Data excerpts

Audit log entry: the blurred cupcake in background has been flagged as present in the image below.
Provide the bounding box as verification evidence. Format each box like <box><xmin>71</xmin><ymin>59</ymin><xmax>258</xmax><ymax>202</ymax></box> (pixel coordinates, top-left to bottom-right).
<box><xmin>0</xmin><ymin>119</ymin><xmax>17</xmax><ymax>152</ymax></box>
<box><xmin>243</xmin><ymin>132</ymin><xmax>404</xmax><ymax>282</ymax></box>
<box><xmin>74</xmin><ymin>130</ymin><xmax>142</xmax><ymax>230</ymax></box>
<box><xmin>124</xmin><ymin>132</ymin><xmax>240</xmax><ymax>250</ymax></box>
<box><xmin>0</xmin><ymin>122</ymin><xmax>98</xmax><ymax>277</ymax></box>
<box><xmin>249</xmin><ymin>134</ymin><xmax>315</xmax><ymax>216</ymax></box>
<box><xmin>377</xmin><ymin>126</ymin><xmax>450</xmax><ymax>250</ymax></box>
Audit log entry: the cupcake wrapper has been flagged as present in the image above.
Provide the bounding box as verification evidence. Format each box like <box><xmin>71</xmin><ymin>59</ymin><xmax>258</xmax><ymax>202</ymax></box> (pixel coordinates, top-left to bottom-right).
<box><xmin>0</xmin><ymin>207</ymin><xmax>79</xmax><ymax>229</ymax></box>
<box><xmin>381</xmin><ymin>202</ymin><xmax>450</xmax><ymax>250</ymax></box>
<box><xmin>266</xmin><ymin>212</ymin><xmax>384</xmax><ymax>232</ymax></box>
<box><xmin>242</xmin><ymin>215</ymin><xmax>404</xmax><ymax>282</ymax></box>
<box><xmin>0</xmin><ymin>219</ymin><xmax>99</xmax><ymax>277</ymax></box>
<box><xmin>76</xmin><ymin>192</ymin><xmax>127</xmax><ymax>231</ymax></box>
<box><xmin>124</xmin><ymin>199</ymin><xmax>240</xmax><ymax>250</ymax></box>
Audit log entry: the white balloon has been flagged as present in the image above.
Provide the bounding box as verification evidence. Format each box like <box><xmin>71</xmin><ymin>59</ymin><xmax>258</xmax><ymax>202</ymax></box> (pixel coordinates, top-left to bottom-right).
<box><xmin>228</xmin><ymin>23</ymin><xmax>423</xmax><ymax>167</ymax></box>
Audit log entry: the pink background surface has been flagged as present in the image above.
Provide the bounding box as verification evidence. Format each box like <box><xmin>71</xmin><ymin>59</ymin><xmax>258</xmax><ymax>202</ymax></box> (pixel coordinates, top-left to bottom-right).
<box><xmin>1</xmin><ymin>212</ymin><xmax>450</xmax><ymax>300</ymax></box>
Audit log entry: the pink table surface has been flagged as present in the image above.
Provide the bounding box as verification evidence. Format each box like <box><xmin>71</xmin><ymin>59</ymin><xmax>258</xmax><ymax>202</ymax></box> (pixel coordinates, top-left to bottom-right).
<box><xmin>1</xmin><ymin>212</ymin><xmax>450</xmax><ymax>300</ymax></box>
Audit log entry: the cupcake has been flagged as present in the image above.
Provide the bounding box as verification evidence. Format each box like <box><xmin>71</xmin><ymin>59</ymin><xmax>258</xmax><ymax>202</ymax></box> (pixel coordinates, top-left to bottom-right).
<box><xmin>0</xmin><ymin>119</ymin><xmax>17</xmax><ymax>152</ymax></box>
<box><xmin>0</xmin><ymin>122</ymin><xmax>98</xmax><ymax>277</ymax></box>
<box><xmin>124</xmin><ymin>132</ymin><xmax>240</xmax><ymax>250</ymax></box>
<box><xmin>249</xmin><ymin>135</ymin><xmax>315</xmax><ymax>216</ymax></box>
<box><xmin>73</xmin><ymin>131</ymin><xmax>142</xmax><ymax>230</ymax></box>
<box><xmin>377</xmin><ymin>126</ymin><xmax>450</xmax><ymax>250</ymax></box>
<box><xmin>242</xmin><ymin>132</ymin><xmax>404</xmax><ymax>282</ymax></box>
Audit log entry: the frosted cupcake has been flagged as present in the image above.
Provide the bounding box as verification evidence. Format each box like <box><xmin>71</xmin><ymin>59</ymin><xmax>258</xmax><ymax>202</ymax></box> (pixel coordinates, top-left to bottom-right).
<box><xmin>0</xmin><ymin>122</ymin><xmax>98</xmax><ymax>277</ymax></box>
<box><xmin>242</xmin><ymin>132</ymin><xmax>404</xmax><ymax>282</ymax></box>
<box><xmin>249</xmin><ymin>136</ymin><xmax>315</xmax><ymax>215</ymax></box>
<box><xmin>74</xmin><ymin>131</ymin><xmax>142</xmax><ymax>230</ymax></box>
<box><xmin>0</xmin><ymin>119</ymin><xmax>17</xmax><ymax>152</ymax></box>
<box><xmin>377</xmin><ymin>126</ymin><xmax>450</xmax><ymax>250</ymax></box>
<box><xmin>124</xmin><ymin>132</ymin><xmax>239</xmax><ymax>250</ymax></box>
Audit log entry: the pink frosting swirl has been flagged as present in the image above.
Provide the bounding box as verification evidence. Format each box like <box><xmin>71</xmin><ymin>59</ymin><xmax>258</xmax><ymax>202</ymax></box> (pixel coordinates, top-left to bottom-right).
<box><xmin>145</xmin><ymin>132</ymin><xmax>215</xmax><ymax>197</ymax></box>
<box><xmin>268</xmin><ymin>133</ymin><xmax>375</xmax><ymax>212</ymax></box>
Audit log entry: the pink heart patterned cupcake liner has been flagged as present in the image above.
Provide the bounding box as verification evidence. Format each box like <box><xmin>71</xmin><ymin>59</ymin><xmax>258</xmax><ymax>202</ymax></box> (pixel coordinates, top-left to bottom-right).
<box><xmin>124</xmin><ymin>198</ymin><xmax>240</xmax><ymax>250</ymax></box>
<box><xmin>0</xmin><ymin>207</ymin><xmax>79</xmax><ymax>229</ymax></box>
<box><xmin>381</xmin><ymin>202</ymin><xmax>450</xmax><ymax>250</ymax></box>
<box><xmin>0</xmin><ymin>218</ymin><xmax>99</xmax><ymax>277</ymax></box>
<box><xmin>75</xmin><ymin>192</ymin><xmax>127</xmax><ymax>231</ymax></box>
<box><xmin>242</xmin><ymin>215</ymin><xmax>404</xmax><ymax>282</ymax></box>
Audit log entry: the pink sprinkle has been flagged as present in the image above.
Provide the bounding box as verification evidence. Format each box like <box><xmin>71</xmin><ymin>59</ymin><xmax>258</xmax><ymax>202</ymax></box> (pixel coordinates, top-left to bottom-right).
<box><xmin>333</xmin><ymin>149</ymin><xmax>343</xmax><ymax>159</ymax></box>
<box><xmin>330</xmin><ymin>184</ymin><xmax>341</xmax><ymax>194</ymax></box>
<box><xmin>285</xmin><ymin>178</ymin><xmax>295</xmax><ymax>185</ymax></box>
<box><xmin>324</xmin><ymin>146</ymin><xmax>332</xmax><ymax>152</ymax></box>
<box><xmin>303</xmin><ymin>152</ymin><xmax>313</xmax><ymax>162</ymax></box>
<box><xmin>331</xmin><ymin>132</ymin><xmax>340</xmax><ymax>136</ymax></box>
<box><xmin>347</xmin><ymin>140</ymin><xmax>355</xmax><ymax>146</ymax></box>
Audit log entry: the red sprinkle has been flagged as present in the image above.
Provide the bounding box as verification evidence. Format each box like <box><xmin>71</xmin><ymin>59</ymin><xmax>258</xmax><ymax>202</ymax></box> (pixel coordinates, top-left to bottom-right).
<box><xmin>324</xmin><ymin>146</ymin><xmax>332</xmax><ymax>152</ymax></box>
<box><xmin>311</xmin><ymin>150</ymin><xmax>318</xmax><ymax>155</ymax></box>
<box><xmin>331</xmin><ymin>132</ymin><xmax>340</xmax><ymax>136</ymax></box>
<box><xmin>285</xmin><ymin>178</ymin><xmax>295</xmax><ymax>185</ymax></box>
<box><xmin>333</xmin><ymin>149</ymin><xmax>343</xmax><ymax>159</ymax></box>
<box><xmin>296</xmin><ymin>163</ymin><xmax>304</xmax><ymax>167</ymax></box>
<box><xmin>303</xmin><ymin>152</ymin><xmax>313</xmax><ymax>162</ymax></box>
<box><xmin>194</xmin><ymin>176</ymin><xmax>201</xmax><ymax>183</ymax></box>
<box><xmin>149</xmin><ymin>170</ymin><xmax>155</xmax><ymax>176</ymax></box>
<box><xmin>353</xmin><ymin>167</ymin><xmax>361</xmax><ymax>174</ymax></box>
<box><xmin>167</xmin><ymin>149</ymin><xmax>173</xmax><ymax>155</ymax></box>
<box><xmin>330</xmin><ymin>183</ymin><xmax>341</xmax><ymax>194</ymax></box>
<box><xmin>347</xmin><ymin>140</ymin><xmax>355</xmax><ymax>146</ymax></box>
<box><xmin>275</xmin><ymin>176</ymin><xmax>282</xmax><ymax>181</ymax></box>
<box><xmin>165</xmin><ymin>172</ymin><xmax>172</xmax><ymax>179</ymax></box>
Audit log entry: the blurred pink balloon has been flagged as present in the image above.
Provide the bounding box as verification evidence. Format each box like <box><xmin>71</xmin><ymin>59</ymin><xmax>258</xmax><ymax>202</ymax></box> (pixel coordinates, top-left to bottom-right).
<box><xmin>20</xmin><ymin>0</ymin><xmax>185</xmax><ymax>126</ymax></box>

Assigned task —
Copy the stretch of the records above that runs from the line with "Audit log entry: the pink heart" through the line with "Audit log entry: the pink sprinkle". Both end lines belong in the copy, and nothing else does.

Task result —
Audit log entry: the pink heart patterned cupcake liner has been flagged as present in the image above.
Provide the bounding box as verification evidence. Format each box like <box><xmin>71</xmin><ymin>59</ymin><xmax>258</xmax><ymax>202</ymax></box> (pixel coordinates, top-left to bottom-right).
<box><xmin>124</xmin><ymin>198</ymin><xmax>240</xmax><ymax>250</ymax></box>
<box><xmin>0</xmin><ymin>207</ymin><xmax>79</xmax><ymax>229</ymax></box>
<box><xmin>381</xmin><ymin>202</ymin><xmax>450</xmax><ymax>250</ymax></box>
<box><xmin>0</xmin><ymin>218</ymin><xmax>99</xmax><ymax>277</ymax></box>
<box><xmin>75</xmin><ymin>192</ymin><xmax>127</xmax><ymax>231</ymax></box>
<box><xmin>242</xmin><ymin>215</ymin><xmax>404</xmax><ymax>282</ymax></box>
Audit log entry: the pink sprinkle has been flagged as present in the image above.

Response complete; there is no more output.